→ **Source data**:
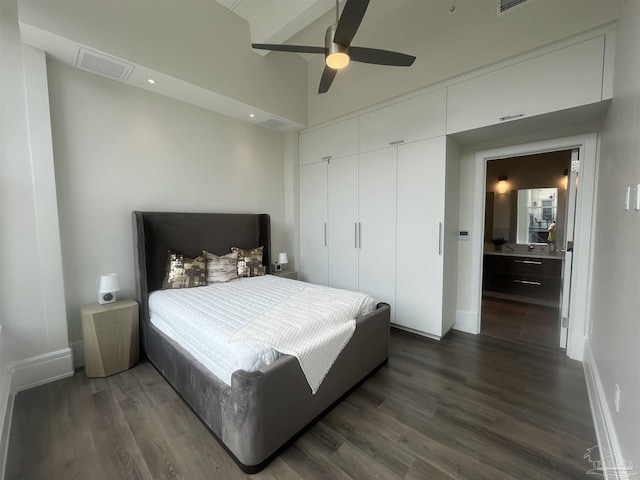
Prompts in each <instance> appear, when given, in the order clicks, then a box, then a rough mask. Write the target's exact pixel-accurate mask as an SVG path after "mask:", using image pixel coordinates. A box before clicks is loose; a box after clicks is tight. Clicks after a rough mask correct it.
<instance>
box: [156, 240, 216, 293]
mask: <svg viewBox="0 0 640 480" xmlns="http://www.w3.org/2000/svg"><path fill="white" fill-rule="evenodd" d="M205 265H206V259H205V257H204V256H199V257H187V256H185V255H182V254H180V253H175V252H172V251H171V250H169V252H167V270H166V272H165V275H164V281H163V282H162V289H163V290H166V289H170V288H190V287H201V286H203V285H206V284H207V278H206V274H205V273H206V271H205Z"/></svg>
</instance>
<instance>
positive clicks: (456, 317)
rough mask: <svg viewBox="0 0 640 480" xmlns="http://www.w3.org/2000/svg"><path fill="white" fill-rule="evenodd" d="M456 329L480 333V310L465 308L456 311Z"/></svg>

→ **Task description**: Recast every line of the entries above as a Markdown table with the columns No. and Text, one row per line, and skip any blank lines. Leave the pictures out of the table.

→ **Answer area**:
| No. | Text |
|---|---|
| 1 | Prompts in each <instance> appear, when given, in the order clicks, then a box, then a rough mask. Write the target's exact pixel-accurate mask as an SVG path after "mask:", using image pixel coordinates. A box before clicks is loose; a box after clicks is tight. Clicks after a rough mask correct it. |
| 2 | <instance> |
| 3 | box: [156, 240, 216, 293] |
| 4 | mask: <svg viewBox="0 0 640 480" xmlns="http://www.w3.org/2000/svg"><path fill="white" fill-rule="evenodd" d="M205 265H206V259H205V257H204V256H199V257H187V256H185V255H182V254H180V253H175V252H172V251H171V250H169V252H167V270H166V272H165V275H164V281H163V282H162V289H163V290H166V289H170V288H190V287H201V286H203V285H206V284H207V278H206V274H205V273H206V271H205Z"/></svg> |
| 5 | </instance> |
| 6 | <instance> |
| 7 | positive clicks: (456, 317) |
| 8 | rough mask: <svg viewBox="0 0 640 480" xmlns="http://www.w3.org/2000/svg"><path fill="white" fill-rule="evenodd" d="M456 329L480 333V310L465 308L456 311Z"/></svg> |